*** Extract provided ***

What Would Shaft Do?

Only a few days ago, I posted a new year’s resolution promising that if I was ever in a tight situation, I would ask myself “What would Shaft do?” We’re barely a week into the new year, and thanks to my being sacked, I already have to invoke the name of the black private dick that’s a sex machine to all the chicks. Solid.

In both the 1971 version starring Richard Roundtree as John Shaft and the 2000 version starring Samuel Jackson as the original Shaft’s beloved nephew with the same name, both got out from under “The Man” and went indie. Roundtree Shaft was self-employed as a private invesrtigator; Jackson Shaft was with the NYPD and leaves the force to carry out some bad-ass justice. Unlike me, neither were fired, and I merely handed in my passcard rather than do something explosively cool like Jackson Shaft hurling his police badge as if it were a shuriken (that’s a ninja throwing star) at the wall behind the judge. My point remains: both took the bad-ass indie route, stood up for what was right, and pimp-slapped a few jive turkeys (in the 1971 version) and wack-ass beeyatches (in the 2000 version) along the way. Word.

So, in the spirit of Shaft, I have decided to go indie for a while. Lots of people have started to pay back the lots of money they owe me, the severance pay I got was adequate, and I can live for a while without having to go to an office (especially one in a loathsome suburban hell). I’ve become the second programmer for Peekabooty, an ambitious and much-hyped (and nearly complete) application designed to help people see Web sites that they otherwise would be unable to access due to their country’s censorship of the Web. It does so (this is the really simplified version, mind you) by creating a peer-to-peer network of users that act as what we geeks like to call a distributed proxy server, a convoy of computers that pass web site information to each other, thereby bypassing ‘Net-censoring machines. It was one of the highlights of the last DefCon conference and due to its late delivery, made Wired’s top ten vaporware list for 2001. I will be assisting the lead programmber, Drunken Master, in getting Peekabooty in shape in time for CodeCon in February (and probably H2K2 in July), where we will present it to the hacker community and to the media. It will be an excellent opportunity to continue polishing my mad skillz and getting some street and hacker cred at the same time. I’ll also be dropping some phat beats on the squeezebox while I’m there. Damn right.

If living well is the best revenge, then going indie and working on Peekabooty, a high-profile freedom-of-speech tool for the ‘Net, is like giving my former employers a Shaft-style “up yours, baby!” And I can dig it.

*** End of Extract provided ***

**Task instructions**
In the post about going indie, which list did Peekabooty make for 2001 because of its late delivery?

*** The data ***

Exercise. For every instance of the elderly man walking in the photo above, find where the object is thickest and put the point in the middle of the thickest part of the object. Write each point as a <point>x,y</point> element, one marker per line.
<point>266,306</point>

*** End of The data ***

**Task output**
Wired's top ten vaporware list.